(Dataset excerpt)
:::

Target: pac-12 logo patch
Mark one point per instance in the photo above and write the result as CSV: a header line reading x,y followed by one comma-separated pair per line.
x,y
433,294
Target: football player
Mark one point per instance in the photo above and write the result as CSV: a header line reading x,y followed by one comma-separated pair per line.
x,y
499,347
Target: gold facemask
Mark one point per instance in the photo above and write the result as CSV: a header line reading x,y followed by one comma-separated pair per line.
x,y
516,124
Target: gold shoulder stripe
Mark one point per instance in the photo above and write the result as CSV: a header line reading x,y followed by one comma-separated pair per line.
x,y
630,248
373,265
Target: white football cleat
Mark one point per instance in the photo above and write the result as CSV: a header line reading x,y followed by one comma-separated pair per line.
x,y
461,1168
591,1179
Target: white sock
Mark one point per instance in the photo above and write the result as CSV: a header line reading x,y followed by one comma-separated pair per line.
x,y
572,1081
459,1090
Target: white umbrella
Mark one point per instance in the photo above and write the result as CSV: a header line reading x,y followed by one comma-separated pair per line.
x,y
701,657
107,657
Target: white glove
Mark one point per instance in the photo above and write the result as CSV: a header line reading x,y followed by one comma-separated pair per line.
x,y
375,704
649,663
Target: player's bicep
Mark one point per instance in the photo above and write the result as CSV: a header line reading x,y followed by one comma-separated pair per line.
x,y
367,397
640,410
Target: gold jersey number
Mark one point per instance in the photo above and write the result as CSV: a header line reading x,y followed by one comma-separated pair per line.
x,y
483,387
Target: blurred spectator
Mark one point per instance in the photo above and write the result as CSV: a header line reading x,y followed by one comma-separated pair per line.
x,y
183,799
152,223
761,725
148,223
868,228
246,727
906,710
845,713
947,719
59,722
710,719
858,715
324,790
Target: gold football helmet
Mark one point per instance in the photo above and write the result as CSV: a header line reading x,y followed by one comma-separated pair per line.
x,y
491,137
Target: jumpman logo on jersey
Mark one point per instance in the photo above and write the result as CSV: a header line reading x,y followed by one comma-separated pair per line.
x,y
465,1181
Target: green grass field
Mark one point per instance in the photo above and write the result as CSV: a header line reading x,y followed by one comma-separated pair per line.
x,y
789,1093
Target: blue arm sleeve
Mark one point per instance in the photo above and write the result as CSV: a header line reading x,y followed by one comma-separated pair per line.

:::

#### [Instructions to follow]
Print the line containing "Target: gold jersey number" and every line after it to the end of the records above, exactly as written, and nothing else.

#### [Problem solution]
Target: gold jersey number
Mark one point per instance in the photo above and write the result as CSV: a header line reading x,y followed by one comma-separated pair per line.
x,y
483,387
Target: blurred spectator
Mark one point per instance in the photo above and write the result as CSV: a header line reading x,y followed by one comma-separated pair per line.
x,y
183,799
152,223
761,725
148,223
868,228
246,727
906,710
845,713
947,719
59,722
710,719
858,715
324,790
Target: gold football helmet
Mark one point per instance in the photo above and write the result as CSV: a header line reading x,y followed by one comma-separated pair per line.
x,y
491,137
Target: jumpman logo on jersey
Mark one point per instance in the photo above and write the result as CSV: a header line reading x,y followed by one comma-separated pair per line.
x,y
465,1181
Target: green grass field
Mark one point per instance in the photo above and write the result as CSV: a header line reading x,y followed by one comma-separated pair per line.
x,y
789,1093
Target: blue arm sleeve
Mark one point per instance in the photo above and write the result as CSV: a header line reading x,y followed by one comma-separated pair per line.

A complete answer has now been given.